** Start of SUPPLIED DATA **

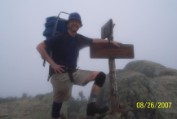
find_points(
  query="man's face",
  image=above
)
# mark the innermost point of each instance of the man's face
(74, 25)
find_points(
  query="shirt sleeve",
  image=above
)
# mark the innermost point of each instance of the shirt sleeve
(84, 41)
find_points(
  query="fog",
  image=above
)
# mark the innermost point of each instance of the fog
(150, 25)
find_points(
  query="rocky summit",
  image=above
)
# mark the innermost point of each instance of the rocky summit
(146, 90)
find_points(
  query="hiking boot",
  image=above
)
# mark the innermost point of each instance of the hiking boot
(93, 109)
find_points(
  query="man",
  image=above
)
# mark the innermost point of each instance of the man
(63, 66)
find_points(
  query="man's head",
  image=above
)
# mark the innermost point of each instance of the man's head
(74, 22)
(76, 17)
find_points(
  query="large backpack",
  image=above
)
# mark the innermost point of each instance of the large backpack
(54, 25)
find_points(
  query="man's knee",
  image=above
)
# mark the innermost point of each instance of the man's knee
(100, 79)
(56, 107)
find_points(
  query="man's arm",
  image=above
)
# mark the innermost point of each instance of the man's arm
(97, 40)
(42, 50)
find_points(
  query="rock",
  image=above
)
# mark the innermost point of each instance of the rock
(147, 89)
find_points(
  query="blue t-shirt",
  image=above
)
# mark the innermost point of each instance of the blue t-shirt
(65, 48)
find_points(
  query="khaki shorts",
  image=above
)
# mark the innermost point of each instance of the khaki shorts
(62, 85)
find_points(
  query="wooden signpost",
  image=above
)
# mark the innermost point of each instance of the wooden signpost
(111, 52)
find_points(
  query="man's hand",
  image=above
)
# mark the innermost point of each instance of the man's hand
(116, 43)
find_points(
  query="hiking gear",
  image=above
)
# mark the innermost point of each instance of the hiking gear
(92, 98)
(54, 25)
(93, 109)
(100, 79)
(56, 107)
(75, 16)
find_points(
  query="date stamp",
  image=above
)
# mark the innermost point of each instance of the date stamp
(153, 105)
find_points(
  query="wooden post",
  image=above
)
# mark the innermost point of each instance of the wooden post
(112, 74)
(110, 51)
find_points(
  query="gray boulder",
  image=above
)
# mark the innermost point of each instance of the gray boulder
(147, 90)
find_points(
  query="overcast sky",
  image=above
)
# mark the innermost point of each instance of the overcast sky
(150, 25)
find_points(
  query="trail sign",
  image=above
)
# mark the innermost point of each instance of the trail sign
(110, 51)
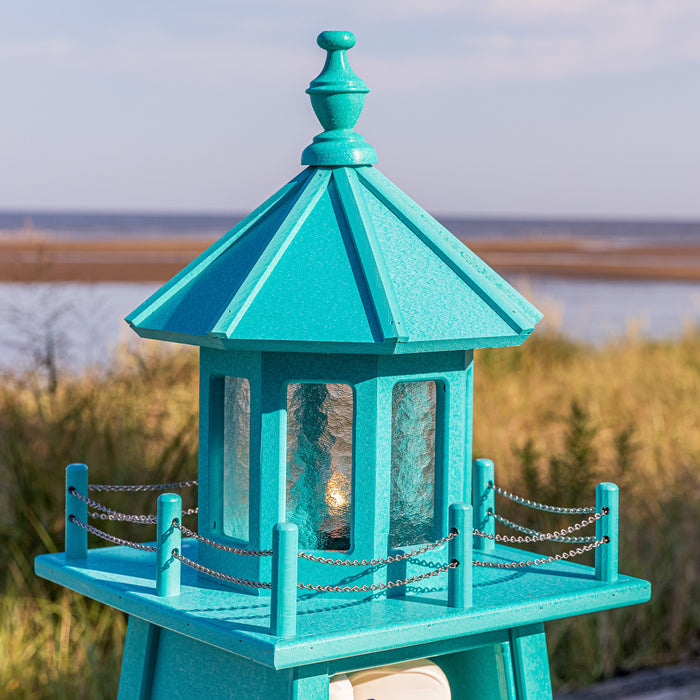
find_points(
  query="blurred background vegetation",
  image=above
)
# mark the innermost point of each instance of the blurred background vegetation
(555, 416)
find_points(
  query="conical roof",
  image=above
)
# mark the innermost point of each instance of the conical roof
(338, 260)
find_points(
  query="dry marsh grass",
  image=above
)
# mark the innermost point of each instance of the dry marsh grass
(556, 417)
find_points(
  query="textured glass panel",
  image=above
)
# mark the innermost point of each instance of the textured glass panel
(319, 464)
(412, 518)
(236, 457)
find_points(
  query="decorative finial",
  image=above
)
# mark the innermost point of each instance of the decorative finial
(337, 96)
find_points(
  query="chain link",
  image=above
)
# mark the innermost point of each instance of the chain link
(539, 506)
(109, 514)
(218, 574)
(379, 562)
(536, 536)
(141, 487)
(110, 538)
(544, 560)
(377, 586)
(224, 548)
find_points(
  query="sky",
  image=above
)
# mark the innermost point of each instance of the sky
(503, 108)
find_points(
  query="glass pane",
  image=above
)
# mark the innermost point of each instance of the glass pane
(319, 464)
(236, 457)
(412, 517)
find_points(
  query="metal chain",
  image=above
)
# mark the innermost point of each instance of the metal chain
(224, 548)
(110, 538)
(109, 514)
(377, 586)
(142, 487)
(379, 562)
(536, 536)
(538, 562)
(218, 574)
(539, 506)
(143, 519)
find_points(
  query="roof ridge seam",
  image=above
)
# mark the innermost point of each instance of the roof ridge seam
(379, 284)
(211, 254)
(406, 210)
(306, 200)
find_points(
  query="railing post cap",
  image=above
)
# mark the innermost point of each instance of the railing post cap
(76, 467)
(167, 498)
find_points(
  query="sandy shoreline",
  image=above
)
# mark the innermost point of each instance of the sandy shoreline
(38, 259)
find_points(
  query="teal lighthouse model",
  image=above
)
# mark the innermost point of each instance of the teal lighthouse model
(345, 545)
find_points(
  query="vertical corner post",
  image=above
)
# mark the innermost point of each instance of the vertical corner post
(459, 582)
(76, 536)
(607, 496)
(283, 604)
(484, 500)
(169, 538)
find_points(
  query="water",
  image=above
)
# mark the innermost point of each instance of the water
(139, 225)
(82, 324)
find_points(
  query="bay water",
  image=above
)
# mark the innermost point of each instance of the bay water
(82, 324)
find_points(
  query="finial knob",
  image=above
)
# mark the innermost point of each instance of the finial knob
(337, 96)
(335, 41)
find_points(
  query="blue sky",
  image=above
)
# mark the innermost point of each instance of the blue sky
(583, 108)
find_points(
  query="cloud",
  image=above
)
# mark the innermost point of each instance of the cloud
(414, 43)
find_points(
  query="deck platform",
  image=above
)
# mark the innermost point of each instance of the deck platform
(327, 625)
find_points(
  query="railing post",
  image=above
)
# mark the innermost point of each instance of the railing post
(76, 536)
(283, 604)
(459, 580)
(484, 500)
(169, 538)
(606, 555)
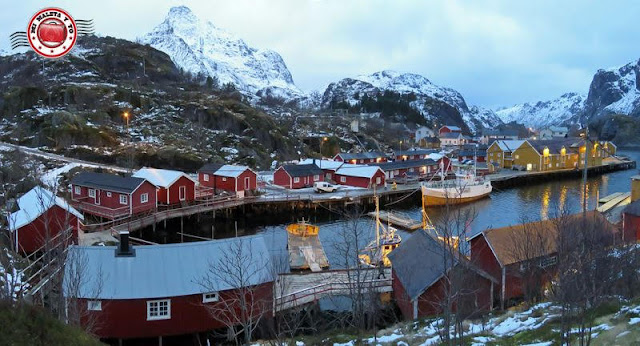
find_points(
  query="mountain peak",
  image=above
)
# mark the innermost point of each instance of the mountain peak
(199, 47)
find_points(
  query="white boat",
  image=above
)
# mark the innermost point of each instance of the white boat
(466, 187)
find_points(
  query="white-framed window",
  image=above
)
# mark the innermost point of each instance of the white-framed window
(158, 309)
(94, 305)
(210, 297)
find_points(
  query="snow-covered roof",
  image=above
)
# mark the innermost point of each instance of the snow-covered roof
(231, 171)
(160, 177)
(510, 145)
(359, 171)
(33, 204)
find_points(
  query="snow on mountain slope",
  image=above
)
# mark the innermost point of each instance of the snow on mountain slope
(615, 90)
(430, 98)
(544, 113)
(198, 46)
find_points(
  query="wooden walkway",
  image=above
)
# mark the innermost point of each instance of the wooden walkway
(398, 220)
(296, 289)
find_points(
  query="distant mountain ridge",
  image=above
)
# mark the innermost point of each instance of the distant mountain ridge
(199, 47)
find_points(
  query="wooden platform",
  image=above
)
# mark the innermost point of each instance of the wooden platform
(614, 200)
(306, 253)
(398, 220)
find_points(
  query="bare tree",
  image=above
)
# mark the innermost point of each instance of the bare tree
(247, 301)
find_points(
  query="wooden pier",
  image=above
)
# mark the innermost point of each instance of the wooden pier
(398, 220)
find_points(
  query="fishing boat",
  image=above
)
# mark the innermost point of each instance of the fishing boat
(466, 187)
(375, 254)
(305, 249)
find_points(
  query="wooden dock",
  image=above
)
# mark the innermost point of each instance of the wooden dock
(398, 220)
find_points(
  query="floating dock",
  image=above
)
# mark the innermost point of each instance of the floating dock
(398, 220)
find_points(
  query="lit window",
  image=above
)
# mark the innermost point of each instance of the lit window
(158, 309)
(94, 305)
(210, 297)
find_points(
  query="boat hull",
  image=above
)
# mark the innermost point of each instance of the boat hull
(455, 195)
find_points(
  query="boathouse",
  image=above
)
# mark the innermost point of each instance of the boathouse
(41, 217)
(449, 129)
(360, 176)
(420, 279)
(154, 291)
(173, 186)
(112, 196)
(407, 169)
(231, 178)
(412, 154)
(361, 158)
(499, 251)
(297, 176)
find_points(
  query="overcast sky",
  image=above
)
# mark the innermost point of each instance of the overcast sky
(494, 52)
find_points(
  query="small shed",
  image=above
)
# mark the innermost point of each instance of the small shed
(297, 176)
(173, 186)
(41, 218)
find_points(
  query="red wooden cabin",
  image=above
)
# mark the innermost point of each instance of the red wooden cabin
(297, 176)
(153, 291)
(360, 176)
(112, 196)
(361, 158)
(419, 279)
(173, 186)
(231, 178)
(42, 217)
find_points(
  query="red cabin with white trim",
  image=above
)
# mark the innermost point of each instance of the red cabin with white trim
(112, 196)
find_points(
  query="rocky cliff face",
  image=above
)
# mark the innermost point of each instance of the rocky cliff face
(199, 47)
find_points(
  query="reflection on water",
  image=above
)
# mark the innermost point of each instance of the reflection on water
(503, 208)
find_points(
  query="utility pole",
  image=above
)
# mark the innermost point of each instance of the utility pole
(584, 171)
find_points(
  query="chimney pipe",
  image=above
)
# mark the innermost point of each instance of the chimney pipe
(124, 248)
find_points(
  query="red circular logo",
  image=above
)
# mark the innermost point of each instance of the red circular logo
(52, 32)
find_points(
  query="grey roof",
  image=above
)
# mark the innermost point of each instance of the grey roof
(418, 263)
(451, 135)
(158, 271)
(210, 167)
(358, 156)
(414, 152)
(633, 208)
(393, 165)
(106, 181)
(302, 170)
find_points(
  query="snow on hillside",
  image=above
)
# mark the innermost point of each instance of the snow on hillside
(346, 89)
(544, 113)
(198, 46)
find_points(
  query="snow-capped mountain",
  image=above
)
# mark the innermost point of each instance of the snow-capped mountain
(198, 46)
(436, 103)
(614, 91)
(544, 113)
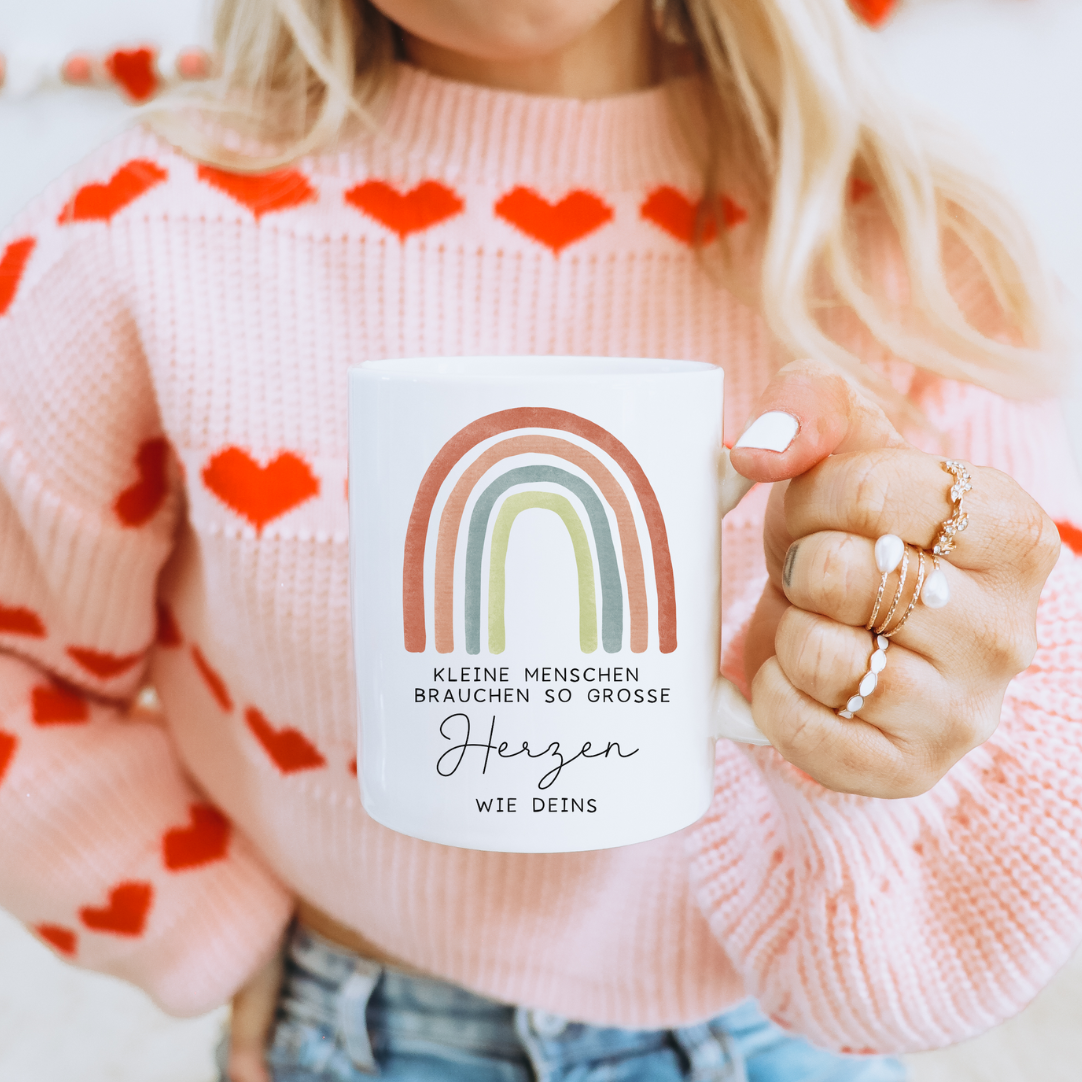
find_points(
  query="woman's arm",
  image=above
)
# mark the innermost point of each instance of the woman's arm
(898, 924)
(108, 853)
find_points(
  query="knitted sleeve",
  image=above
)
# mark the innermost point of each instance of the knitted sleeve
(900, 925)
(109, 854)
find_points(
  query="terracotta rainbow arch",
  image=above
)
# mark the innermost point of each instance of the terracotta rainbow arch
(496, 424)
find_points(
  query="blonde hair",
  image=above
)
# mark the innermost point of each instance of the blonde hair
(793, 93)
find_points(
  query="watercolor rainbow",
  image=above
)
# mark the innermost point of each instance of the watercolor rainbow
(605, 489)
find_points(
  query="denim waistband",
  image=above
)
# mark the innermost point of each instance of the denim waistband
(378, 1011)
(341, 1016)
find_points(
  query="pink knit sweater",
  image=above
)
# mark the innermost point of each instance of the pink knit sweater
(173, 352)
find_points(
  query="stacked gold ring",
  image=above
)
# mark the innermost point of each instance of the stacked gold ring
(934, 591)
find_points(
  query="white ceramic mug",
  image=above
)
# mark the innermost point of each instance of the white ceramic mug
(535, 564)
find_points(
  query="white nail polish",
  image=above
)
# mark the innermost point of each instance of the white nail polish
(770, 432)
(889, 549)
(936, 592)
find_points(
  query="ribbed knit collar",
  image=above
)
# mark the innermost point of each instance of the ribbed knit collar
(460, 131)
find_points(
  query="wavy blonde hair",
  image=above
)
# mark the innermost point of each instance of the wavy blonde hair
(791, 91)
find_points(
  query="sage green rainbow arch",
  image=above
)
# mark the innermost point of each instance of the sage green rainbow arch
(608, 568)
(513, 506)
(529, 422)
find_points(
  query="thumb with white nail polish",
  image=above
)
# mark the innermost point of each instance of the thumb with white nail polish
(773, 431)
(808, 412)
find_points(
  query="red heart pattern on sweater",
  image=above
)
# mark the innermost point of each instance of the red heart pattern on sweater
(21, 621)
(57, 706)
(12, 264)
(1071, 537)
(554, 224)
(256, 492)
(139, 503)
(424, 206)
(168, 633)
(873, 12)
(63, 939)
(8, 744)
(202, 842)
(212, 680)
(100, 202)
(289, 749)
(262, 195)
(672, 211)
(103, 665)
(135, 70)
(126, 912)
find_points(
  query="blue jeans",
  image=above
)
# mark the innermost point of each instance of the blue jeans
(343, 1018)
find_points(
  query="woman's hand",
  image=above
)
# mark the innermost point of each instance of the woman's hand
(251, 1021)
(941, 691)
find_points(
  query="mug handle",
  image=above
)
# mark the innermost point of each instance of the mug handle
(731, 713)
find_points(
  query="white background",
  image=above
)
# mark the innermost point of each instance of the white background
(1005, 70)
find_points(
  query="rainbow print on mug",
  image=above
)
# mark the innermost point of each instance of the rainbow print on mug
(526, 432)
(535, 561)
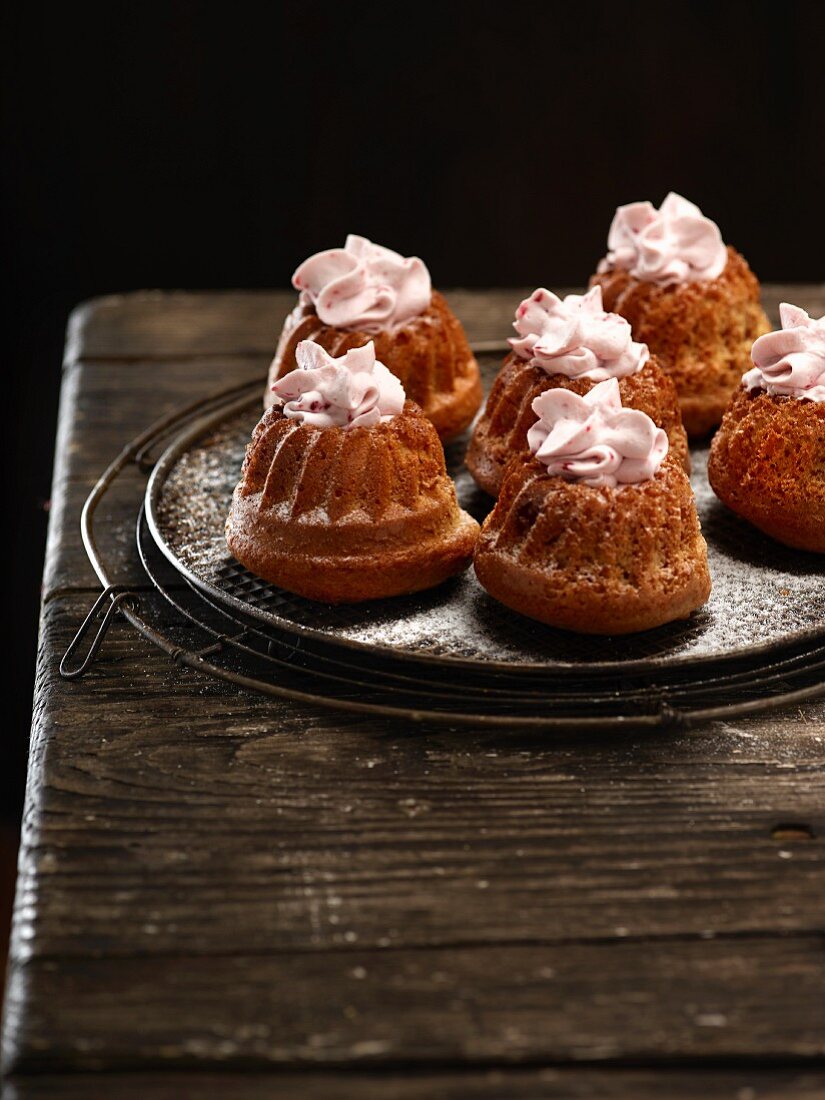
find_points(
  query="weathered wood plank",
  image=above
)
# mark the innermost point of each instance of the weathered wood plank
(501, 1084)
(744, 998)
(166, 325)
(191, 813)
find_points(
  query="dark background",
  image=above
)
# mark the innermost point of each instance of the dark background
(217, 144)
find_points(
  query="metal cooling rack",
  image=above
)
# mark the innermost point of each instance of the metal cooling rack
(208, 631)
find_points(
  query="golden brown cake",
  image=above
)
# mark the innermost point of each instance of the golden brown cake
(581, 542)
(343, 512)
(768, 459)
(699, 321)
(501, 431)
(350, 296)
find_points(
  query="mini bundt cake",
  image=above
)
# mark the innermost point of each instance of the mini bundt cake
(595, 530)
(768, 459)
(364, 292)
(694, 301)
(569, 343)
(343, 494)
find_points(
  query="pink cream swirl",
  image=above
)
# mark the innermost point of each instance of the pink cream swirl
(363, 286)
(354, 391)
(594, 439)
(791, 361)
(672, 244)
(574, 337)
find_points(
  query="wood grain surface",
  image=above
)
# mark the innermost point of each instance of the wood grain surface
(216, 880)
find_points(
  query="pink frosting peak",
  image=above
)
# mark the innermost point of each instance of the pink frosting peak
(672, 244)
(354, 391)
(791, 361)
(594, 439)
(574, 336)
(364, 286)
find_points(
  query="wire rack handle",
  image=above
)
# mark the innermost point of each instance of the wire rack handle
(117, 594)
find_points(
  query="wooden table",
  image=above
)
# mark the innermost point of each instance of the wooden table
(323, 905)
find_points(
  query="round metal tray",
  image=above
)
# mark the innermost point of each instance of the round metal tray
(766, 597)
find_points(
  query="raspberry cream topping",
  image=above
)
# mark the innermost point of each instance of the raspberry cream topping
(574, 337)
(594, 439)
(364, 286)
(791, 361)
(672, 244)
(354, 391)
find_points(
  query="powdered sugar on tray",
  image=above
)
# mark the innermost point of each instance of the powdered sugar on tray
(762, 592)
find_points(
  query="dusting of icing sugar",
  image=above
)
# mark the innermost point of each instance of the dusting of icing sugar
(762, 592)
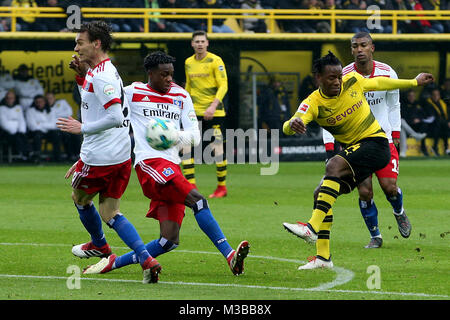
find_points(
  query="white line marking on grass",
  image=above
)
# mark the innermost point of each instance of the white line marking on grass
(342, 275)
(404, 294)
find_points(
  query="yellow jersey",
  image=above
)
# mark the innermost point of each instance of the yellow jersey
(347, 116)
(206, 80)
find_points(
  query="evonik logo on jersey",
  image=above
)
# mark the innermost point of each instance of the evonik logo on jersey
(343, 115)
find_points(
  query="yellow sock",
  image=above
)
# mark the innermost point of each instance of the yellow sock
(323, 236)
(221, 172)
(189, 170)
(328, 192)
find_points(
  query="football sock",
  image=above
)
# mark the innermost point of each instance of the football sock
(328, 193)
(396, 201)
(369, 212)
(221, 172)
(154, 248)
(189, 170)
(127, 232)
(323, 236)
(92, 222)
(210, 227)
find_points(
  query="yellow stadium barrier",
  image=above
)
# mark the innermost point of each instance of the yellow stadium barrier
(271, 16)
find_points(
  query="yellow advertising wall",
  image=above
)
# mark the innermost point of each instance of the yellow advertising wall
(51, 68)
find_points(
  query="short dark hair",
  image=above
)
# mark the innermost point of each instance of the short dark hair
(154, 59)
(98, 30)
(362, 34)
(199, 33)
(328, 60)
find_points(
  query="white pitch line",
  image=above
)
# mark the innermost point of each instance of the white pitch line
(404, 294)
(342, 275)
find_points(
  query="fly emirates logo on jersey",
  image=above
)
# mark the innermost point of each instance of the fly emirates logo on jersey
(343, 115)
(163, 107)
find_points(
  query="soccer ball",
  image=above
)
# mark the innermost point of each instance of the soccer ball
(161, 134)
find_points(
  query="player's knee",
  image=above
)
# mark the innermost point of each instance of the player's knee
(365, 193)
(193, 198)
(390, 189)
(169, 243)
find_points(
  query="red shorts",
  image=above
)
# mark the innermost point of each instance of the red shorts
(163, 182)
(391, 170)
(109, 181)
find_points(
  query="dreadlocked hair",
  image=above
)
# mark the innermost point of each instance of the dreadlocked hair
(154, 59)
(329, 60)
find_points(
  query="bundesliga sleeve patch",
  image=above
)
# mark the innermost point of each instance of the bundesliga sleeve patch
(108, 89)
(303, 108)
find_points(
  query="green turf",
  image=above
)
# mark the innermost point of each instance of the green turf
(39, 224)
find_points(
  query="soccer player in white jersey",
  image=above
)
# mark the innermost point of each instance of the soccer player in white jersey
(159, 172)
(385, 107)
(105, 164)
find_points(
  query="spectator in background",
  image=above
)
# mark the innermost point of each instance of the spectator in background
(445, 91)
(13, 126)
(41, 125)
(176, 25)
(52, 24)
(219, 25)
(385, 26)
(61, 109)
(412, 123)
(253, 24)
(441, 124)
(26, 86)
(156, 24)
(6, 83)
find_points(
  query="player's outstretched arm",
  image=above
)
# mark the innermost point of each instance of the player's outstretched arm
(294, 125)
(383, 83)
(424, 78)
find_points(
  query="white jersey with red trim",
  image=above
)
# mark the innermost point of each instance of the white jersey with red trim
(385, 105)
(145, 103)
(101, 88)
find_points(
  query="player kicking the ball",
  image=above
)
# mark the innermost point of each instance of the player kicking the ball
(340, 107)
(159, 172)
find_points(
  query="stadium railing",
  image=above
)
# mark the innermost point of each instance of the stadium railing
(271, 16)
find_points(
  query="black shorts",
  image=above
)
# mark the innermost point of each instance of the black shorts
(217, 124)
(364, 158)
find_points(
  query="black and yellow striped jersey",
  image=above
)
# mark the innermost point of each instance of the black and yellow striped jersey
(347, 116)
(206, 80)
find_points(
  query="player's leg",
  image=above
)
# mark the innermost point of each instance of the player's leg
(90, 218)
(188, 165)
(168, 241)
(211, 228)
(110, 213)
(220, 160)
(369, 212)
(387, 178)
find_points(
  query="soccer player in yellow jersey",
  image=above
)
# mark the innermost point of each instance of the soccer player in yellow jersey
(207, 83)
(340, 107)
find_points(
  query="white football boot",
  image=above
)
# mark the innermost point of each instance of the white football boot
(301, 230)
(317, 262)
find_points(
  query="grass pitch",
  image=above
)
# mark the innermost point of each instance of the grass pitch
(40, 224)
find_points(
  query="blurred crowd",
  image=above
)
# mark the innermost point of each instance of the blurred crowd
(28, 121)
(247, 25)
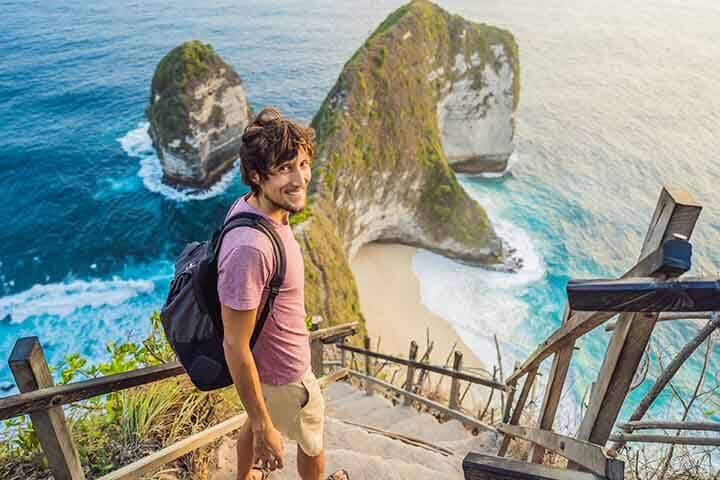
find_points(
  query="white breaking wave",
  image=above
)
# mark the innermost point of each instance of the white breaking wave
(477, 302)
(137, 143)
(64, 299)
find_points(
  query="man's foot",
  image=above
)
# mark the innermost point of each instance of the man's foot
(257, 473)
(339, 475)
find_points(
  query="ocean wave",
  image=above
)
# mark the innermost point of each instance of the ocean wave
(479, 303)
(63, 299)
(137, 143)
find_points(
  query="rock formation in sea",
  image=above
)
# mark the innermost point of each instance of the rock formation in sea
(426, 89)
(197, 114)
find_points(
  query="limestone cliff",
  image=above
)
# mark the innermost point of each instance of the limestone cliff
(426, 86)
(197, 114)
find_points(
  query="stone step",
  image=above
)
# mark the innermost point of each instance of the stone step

** End of SUPPLIED DATA **

Which lines in the entries above contain the string "patch"? Return each of them in full, with uppercase and lowercase treated as different.

**RESULT BELOW**
  query="bundesliga sleeve patch",
# mark the innermost point of each instance of the bundesliga sleeve patch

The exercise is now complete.